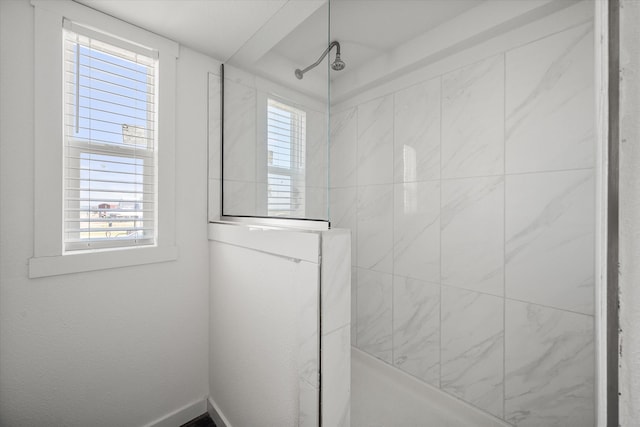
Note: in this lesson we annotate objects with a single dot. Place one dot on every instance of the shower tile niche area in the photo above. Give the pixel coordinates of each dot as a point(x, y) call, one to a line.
point(468, 185)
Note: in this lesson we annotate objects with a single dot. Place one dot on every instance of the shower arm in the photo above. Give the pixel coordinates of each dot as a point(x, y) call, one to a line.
point(326, 51)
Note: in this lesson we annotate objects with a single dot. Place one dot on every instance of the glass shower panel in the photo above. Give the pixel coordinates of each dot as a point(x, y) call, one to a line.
point(275, 119)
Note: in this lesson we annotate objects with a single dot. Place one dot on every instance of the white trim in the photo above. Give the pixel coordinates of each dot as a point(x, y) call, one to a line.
point(48, 130)
point(182, 415)
point(295, 244)
point(92, 18)
point(216, 414)
point(99, 260)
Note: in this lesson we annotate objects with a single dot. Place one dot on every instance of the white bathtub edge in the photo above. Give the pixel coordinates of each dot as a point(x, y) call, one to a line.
point(462, 409)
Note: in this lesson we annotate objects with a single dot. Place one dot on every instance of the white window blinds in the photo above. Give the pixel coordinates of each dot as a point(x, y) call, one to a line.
point(286, 135)
point(110, 128)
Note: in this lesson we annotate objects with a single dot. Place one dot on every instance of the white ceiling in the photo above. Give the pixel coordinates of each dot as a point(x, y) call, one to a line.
point(271, 38)
point(367, 28)
point(224, 28)
point(218, 28)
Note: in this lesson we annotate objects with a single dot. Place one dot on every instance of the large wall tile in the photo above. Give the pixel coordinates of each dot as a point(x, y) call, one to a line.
point(416, 328)
point(473, 120)
point(343, 149)
point(336, 279)
point(472, 348)
point(375, 228)
point(416, 230)
point(375, 141)
point(417, 132)
point(374, 324)
point(317, 151)
point(336, 378)
point(472, 223)
point(550, 228)
point(239, 136)
point(550, 103)
point(549, 367)
point(342, 213)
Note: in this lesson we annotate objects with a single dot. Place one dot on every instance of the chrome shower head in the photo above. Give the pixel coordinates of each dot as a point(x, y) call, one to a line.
point(337, 65)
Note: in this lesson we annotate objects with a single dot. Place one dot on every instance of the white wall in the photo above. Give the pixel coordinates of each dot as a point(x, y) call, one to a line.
point(629, 214)
point(119, 347)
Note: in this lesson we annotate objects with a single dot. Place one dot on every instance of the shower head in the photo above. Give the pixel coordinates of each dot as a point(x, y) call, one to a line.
point(337, 65)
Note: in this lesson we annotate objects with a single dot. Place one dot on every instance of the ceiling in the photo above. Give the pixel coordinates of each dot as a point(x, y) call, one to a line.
point(379, 38)
point(218, 28)
point(225, 29)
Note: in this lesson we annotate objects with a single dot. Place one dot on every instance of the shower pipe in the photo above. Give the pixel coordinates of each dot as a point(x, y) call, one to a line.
point(337, 64)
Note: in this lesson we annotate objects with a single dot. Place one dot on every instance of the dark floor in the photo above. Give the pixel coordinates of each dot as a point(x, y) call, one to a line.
point(203, 420)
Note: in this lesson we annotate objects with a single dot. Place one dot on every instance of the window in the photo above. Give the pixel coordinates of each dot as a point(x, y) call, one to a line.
point(104, 142)
point(109, 142)
point(286, 135)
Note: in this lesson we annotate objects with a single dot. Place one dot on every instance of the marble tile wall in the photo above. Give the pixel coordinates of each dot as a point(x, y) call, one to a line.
point(470, 198)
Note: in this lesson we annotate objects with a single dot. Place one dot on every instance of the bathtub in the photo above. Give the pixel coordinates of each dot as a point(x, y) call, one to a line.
point(382, 396)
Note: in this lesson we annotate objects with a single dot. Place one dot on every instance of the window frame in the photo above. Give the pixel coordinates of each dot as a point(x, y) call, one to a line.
point(295, 174)
point(49, 256)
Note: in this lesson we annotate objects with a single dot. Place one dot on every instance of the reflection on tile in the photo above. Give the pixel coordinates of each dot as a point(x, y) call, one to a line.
point(472, 223)
point(375, 141)
point(416, 230)
point(316, 203)
point(239, 134)
point(239, 197)
point(342, 213)
point(214, 200)
point(549, 103)
point(214, 127)
point(354, 306)
point(416, 328)
point(308, 406)
point(473, 120)
point(472, 348)
point(375, 227)
point(343, 143)
point(306, 315)
point(374, 328)
point(336, 279)
point(316, 150)
point(336, 378)
point(550, 229)
point(549, 367)
point(417, 132)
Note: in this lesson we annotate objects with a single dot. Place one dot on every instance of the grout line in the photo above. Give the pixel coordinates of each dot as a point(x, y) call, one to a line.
point(356, 117)
point(440, 235)
point(504, 238)
point(393, 228)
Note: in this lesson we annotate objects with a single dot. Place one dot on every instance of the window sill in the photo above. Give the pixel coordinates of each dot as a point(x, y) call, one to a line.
point(99, 260)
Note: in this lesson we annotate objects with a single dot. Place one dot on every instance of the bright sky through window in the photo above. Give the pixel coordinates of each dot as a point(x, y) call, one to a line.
point(109, 145)
point(286, 136)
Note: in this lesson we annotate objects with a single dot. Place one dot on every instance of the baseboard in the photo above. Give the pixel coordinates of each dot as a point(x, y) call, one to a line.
point(216, 414)
point(181, 415)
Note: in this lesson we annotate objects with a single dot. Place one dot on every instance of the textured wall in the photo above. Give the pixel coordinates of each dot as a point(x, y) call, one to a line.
point(471, 199)
point(629, 213)
point(119, 347)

+ + + +

[Direction] Repeat exactly the lines above, starting with the line that contains "of the grout" and ending with the last line, both included, and nothing else.

[Task result]
Note: in this lesson we annotate objects with a single dot. Place one dot on every instance of the grout line in the photo above. Give the pixel coordinates of each dot as a point(x, y) call, one to a line.
point(356, 117)
point(440, 235)
point(504, 238)
point(393, 228)
Note: in this lesson we annotate objects with a single dot. Place one dot on every instance of the window sill in the photo above. Give the pixel coordinates of each dot as a point(x, y) call, one to a line.
point(99, 260)
Note: in this lesson we annotate objects with a single dot. Place one dot on every instance of the bright sky through window in the photo above. Give the pixel coordinates of each dot as a point(x, y) call, one to a line.
point(109, 145)
point(286, 136)
Note: in this lesson we annotate objects with a single dot. Place one dot on every instance of the baseboard in the photo above. Give the pixel coordinates of each dot as a point(x, y) call, one to a line.
point(216, 414)
point(181, 415)
Note: in this lesson we annotate objects with a single dot. Place one dot on every instance of the textured wall in the photo above. Give the pixel coordinates of each dot as a point(x, y) call, one to a line.
point(471, 199)
point(629, 213)
point(119, 347)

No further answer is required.